To do:
- a) Repeat the passage on DeMonte's plea agreement word for word between "Does the majority" and "this novel proposition.", inclusive.
- b) In the passage on DeMonte's plea agreement, which case supplies the first step for deciding whether a defendant's conduct is unusual enough to warrant departure?
- c) Pick up the passage on DeMonte's plea agreement after its final sentence and keep writing.

The majority, however, concludes otherwise. Have plea agreements come to mean nothing more than unilateral commitments on the government's part? Does not the government have the right to take each case to trial, without so much as a thought to entering into a mutually beneficial bargain with the defendant? Does a man's word mean so little that when, in exchange for a benefit, he promises to disclose other fraudulent activities, it can be said that unless he can effectively be "forced or compelled" to keep his word, his adherence to the contract is "unusual indeed"? It is an insult to DeMonte himself--one who has shown great signs of penitence and moral fortitude--to say that his word meant nothing. And could the government, adopting the majority's view, maintain that this information was not provided pursuant to the plea agreement and thus not subject to the government's commitment not to use it in the calculation of DeMonte's sentence and not to file additional charges against him?

63

Does the majority really believe that DeMonte's conduct was not required by the plea agreement? What would have happened if the government had done a brief investigation of DeMonte's work and found another pattern of fraud, which DeMonte had not disclosed? Certainly, under the plea agreement, the government would have been entitled to withdraw from the agreement and take DeMonte to trial not only on the charge in the one-count Information, but also on every other known fraudulent act. See Plea Agreement p 6 (quoted in maj. op. at 345 n. 2). This condition substantially upped the ante, providing DeMonte strong incentive to abide by his promise. Why does this not qualify as an enforceable provision of the plea agreement? Quite revealing is the majority's complete failure to provide any supporting law for this novel proposition.

64

Under the first step of United States v. Brewer, 899 F.2d 503, 506 (6th Cir.), cert. denied, 498 U.S. 844, 111 S.Ct. 127, 112 L.Ed.2d 95 (1990), we must consider whether, as a matter of law, DeMonte's conduct is sufficiently unusual to warrant departure. Although DeMonte's agreement to enter into a contract in which he promised to disclose his other fraudulent activities was commendable, his compliance with his own bargain was not sufficiently unusual to warrant departure. Compliance with a plea agreement that has been approved by the court is not sufficiently unusual to warrant downward departure, unless the defendant's performance under the plea agreement is above and beyond the call of duty, making the case unusual and extraordinary. Presumably, the government takes into account the defendant's obligations under the plea agreement in making its offer to compromise, and the added benefit of a downward departure is rarely warranted simply because one abides by his plea agreement. See U.S.S.G. Sec. 6B1.2 (p.s.) [Standards for Acceptance of Plea Agreements] ("A defendant who enters a plea of guilty in a timely manner will enhance the likelihood of his receiving a reduction in offense level under Sec. 3E1.1 (Acceptance of Responsibility). Further reduction in offense level (or sentence) due to a plea agreement will tend to undermine the sentencing guidelines." Sec. 6B1.2 comment. (emphasis added).). Consider the Sentencing Commission's view:

65

If the defendant voluntarily discloses to authorities the existence of, and accepts responsibility for, the offense prior to the discovery of such offense, and if such offense was unlikely to have been discovered otherwise, a departure below the applicable guideline range for that offense may be warranted. For example, a downward departure under this section might be considered where a defendant, motivated by remorse, discloses an offense that otherwise would have remained undiscovered. This provision does not apply where the motivating factor is the defendant's knowledge that discovery of the offense is likely or imminent, or where the defendant's disclosure occurs in connection with the investigation or prosecution of the defendant for related conduct.

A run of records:
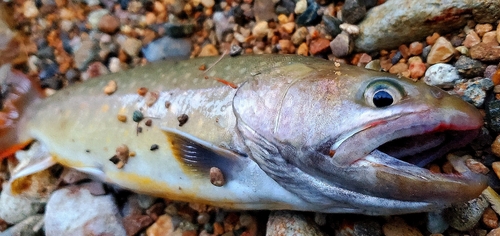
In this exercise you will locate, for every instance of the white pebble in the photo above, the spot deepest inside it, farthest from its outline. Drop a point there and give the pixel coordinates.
(441, 75)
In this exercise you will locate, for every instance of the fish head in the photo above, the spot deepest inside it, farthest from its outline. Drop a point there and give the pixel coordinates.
(335, 134)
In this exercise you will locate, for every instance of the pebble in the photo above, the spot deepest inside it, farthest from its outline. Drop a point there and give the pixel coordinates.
(303, 49)
(490, 38)
(167, 48)
(398, 226)
(417, 67)
(482, 29)
(471, 39)
(67, 213)
(465, 216)
(264, 10)
(399, 22)
(441, 75)
(300, 7)
(162, 226)
(299, 36)
(260, 30)
(332, 25)
(474, 91)
(208, 50)
(485, 52)
(436, 223)
(319, 46)
(341, 46)
(490, 218)
(310, 15)
(17, 208)
(290, 223)
(468, 67)
(109, 24)
(493, 115)
(441, 51)
(95, 17)
(353, 12)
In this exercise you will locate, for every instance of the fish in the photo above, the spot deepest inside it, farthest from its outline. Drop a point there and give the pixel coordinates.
(259, 132)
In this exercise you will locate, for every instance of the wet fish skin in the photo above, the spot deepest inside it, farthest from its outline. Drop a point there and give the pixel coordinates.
(265, 122)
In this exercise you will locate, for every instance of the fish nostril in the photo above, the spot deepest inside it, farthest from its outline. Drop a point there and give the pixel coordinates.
(437, 92)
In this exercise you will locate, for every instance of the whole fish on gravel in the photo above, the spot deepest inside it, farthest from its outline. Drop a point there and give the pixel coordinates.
(256, 132)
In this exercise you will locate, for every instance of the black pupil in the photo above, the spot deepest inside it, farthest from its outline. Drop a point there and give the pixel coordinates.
(382, 99)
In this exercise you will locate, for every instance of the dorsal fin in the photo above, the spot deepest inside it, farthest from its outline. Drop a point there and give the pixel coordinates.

Final answers:
- a)
Does the majority really believe that DeMonte's conduct was not required by the plea agreement? What would have happened if the government had done a brief investigation of DeMonte's work and found another pattern of fraud, which DeMonte had not disclosed? Certainly, under the plea agreement, the government would have been entitled to withdraw from the agreement and take DeMonte to trial not only on the charge in the one-count Information, but also on every other known fraudulent act. See Plea Agreement p 6 (quoted in maj. op. at 345 n. 2). This condition substantially upped the ante, providing DeMonte strong incentive to abide by his promise. Why does this not qualify as an enforceable provision of the plea agreement? Quite revealing is the majority's complete failure to provide any supporting law for this novel proposition.

- b) United States v. Brewer.

- c)
66

U.S.S.G. Sec. 5K2.16 (p.s.) [Voluntary Disclosure of Offense] (emphasis added). In this statement the Commission rejects the majority's view that DeMonte's disclosures were a proper basis for a downward departure; the Commission approves as worthy of a downward departure voluntary disclosures motivated by exemplary character, not disclosures made "in connection with the investigation or prosecution of the defendant for related conduct." The majority states that "DeMonte's conduct does not come under Sec. 3E1.1, comment. n. 1(a) insofar as the prior theft was not 'relevant conduct.' " Seemaj. op. at 349. But it should be noted that in Sec. 5K2.16 the Commission avoided using the term of art "relevant conduct," choosing instead to use the generic language "related conduct." While not conclusive, this suggests that DeMonte's other fraud scheme is taken into account by the Guidelines and thus should not be given special status. Moreover, the proposed plea bargain alerted DeMonte to the government's suspicion that DeMonte, having committed one fraudulent scheme, may have committed others. It is therefore reasonable to suppose that DeMonte felt that investigation and discovery of his other scheme were "likely or imminent," a motivating factor on which a downward departure may not be based under Sec. 5K2.16. In any event, DeMonte's acceptance of the plea agreement decisively established his previous scheme as "related" to the discovered offense for the purpose of Sec. 5K2.16. Because DeMonte's disclosure of his other offense was required by his plea agreement, and further, is a factor taken into account by the Guidelines, see Secs. 3E1.1, 5K1.1 (p.s.) comment. (n.2), 5K2.16 (p.s.), the majority errs in approving the downward departure based on DeMonte's disclosure of another fraud scheme.

67

The majority notes with apparent approval the district court's use of United States v. Lieberman, 971 F.2d 989 (3d Cir.1992), in support of the downward departure. The distinguishing feature here is that DeMonte's confession followed his promise in his plea agreement to confess, while Lieberman's admissions immediately followed confrontation by the bank authorities and occurred before any criminal investigation and long before any anticipated quid pro quo. DeMonte's confession was bargained for; Lieberman's was given without any expectation of reward or benefit. Clearly, Lieberman is materially different from this case. The majority's view essentially holds that it is "sufficiently unusual" for a defendant to abide by his plea agreement. This is a view that I believe this Court cannot and should not take. I would hold that the district court's departure based on DeMonte's cooperation was reversible error.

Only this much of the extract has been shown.